◆ What you are asked to do ◆
From the material below, pull out every line that contains the word "dandelion", matching its case exactly.

◆ Supplied material ◆
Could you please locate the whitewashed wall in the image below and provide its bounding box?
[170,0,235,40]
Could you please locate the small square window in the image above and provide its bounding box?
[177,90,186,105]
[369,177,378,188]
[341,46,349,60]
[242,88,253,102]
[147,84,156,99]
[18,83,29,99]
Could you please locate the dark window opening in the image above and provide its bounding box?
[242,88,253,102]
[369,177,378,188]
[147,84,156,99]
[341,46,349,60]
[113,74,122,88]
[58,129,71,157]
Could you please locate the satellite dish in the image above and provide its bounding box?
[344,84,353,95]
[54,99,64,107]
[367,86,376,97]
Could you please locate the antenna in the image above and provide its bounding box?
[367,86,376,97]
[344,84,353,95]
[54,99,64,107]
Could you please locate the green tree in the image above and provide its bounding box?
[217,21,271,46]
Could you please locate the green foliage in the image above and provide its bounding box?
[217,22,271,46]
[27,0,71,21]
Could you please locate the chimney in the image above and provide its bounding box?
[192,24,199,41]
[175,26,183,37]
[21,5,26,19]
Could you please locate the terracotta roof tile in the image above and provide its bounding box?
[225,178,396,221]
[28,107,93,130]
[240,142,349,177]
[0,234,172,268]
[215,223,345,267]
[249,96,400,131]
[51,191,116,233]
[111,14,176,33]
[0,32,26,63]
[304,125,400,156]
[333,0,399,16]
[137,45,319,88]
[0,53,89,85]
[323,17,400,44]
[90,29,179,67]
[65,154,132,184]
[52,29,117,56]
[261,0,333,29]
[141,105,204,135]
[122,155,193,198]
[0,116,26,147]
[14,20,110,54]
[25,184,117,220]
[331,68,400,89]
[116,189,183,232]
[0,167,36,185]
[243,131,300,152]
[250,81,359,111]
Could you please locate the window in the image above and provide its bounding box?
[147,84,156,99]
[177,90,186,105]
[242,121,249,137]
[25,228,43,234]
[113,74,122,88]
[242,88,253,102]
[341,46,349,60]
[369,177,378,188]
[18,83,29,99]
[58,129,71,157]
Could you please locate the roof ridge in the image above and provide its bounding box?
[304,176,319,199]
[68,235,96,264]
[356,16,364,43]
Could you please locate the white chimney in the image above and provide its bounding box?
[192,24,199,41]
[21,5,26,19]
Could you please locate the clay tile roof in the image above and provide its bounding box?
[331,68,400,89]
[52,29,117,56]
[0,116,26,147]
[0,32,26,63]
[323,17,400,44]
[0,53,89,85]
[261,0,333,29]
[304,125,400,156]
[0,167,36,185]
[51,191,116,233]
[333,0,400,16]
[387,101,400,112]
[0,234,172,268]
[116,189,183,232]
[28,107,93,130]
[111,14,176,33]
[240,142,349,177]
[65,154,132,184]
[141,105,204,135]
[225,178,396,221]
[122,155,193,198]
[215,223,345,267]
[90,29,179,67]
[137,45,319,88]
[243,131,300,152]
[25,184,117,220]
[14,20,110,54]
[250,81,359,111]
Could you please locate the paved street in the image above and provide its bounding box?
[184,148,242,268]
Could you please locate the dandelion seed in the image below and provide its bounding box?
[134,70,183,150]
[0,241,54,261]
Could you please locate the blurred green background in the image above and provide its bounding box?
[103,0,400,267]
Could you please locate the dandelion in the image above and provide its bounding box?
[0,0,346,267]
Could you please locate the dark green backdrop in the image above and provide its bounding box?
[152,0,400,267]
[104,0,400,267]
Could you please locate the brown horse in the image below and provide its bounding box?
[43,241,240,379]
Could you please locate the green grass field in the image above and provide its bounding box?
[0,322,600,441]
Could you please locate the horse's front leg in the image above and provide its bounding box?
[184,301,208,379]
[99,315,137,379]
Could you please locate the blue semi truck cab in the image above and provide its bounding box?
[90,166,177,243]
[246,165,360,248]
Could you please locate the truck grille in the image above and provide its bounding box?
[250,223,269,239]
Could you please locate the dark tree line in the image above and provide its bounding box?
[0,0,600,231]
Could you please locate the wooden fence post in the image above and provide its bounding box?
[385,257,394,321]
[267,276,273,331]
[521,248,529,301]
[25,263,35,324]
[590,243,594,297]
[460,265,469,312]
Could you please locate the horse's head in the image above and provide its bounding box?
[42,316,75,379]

◆ Answer to this problem ◆
Could you please locate the dandelion seed in the image below and provide its bounding box?
Could you please locate the dandelion in the image above and provide its bounding box?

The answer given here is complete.